> **Instructions to follow**: Rewrite the listing below with "located" swapped for "found" everywhere it occurs and everything else left unchanged. Leave the pictures out of your answer.

Dataset records about object locations:

** Begin **

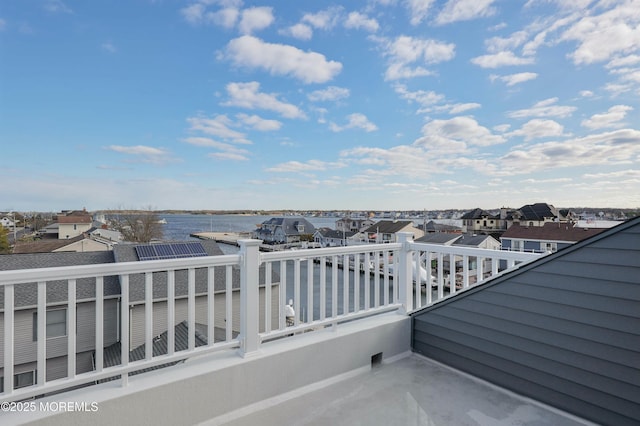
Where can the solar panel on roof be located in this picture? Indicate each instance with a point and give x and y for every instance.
(170, 251)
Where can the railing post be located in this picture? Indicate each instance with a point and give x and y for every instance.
(249, 297)
(405, 281)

** End **

> **The result**:
Where can the solar panel on roof be found in this picture? Indicate each instance with a point and give x and y for every instance.
(170, 251)
Where can the railing post be found in this picture? Indicate each instance with a point and give x and y for every instance.
(249, 297)
(405, 281)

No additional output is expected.